━━ DATA SUPPLIED

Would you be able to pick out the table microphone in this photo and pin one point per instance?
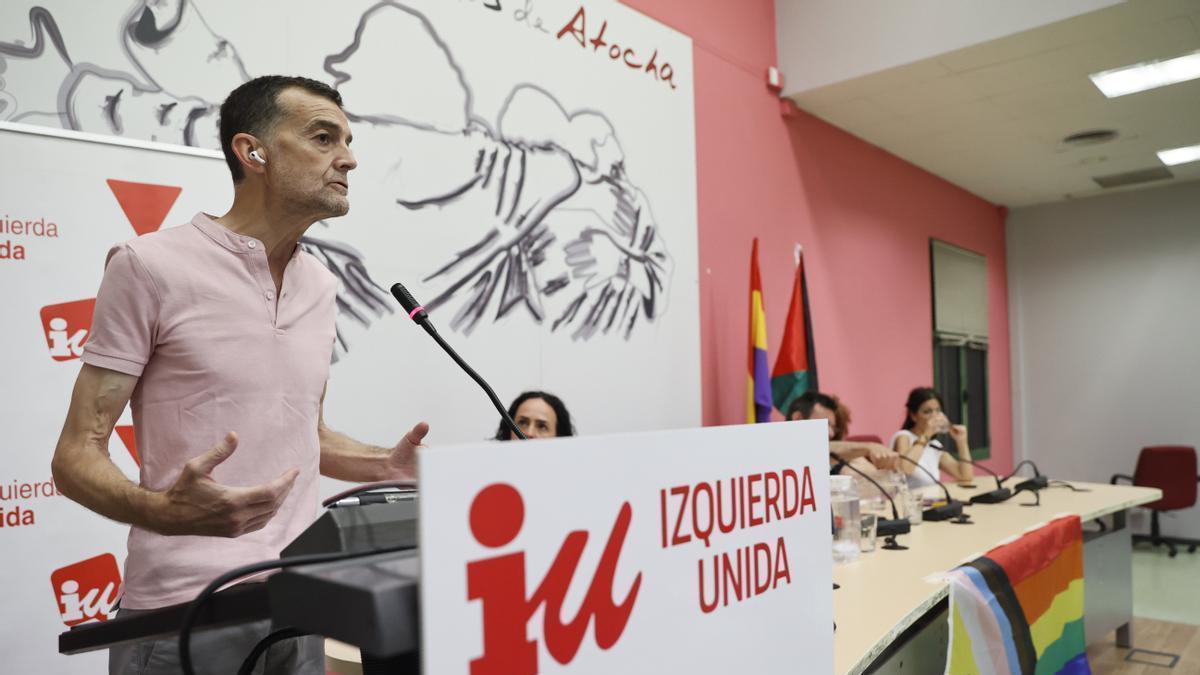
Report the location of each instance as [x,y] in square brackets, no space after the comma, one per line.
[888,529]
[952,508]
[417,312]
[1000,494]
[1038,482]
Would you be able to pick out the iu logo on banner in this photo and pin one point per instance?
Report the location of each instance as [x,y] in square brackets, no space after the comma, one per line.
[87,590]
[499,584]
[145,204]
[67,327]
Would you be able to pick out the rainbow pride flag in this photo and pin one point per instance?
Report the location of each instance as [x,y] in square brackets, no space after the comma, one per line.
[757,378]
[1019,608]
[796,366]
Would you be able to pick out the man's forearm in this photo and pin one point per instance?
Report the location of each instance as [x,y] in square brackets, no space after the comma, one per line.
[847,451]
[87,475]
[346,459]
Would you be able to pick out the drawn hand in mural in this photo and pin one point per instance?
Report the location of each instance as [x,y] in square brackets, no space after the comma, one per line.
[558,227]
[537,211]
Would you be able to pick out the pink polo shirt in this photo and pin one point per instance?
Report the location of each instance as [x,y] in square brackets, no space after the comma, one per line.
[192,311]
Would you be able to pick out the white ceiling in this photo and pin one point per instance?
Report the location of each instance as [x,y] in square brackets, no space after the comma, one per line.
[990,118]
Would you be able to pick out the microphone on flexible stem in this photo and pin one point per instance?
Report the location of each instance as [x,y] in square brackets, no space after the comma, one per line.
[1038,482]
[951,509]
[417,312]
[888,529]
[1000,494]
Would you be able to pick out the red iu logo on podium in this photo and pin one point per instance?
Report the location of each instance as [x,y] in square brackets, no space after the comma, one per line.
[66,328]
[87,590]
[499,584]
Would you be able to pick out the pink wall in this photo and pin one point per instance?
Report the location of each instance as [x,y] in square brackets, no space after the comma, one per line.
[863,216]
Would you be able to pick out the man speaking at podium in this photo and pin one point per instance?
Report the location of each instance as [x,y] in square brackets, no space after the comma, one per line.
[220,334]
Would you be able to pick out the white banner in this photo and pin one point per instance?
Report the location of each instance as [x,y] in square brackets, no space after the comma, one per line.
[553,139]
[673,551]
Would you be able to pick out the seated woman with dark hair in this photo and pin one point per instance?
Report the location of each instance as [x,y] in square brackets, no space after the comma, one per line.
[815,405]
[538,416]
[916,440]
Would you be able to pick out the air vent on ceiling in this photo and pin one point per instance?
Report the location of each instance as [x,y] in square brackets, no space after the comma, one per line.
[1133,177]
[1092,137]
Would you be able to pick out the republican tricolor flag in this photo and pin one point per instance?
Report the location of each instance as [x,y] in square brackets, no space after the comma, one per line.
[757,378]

━━━━

◆ **TASK DIRECTIONS**: A faithful copy of all the data above, without its pictures, is the expected result.

◆ **RESPONSE TO THIS TASK**:
Would you be able to pick out the table microphone in this photo and pin one point per instance?
Report the location of each instance as [x,y] in square brackets, no space after the comma, one per line.
[888,529]
[952,508]
[417,312]
[1000,494]
[1038,482]
Would you be able to pick out the iu logo on banner in this photo and pin one point per instance?
Report the location of each instance as [x,y] in square brackets, no space after the comma, one per line.
[87,590]
[499,584]
[145,204]
[67,327]
Would you be able to pick out the rainbow pride flag in this photo and pin one point per instance?
Report the location of each instance as [x,y] in square brackets, no space after the comma, one per line.
[757,378]
[1019,608]
[796,366]
Would you be able to pick out the man's forearm in this photo and pin one point per instance?
Report the location of each instance as [x,y] in square brackets, no space after the comma, one per line.
[847,451]
[87,475]
[346,459]
Would you be able to pick out the drawn hand in mural in this photo and pin one point per instance?
Report the location of each instance as [x,y] in square brackets, no space after the comma, one per line.
[558,227]
[537,211]
Would you be able to pick out the pink polo shirt in this photo and pin one point per instance?
Report the location of each instance as [x,y] in square brackets, no space after the comma, one per line.
[192,311]
Would you be able to pick out the white ceiling in this photo and pin one point per instance?
Report the location of each instance as [x,y] in square brackets, no space after the comma, one per line.
[990,118]
Would you be able to pick out the microphone on flexible stem in this photo and pin one point per instance?
Report the location of each instance as [x,y] in square brackets, no space after the comma, one per line.
[1038,482]
[951,509]
[417,312]
[888,529]
[1000,494]
Would you be able to pick out the red iu logo on podium in this photo and pin one point per instance?
Report the location of each instance as [x,y] in square brackets, no space after the comma, one per line.
[66,328]
[87,590]
[499,584]
Would you be able to pick out the pink wall in this photo and pin one point per instance?
Report the location of each instance as [x,y] in square brackets, no space after the comma, one per line.
[863,216]
Would you be able to pick out the man speaking at podium in this photo and pin one point per instance?
Report the location of each instance as [x,y] in square brackets, no space after the comma, one per line.
[220,334]
Would you be able to pick out the white banner in this photo and pin one point per instance?
Report the location of each instance as [x,y] in square brackets, no space after the comma, one per line.
[553,139]
[673,551]
Would you be able to pick out the seated woman with dark hair in this photo and pin one point per instance?
Report the location of each instance as [x,y] in square brackets, no space after the comma, one per line.
[815,405]
[538,416]
[916,440]
Would you be able to pick out the air vent on ceiling in this photo and pin one point per instance?
Report the location of each instance as [x,y] in square brackets, no space after the comma, one per line.
[1133,177]
[1092,137]
Would you be able to pick out the republican tricolor flag in this photo and pin one point per instance?
Report the location of each instance as [x,y] in square brackets, no space after the comma, one per line.
[757,378]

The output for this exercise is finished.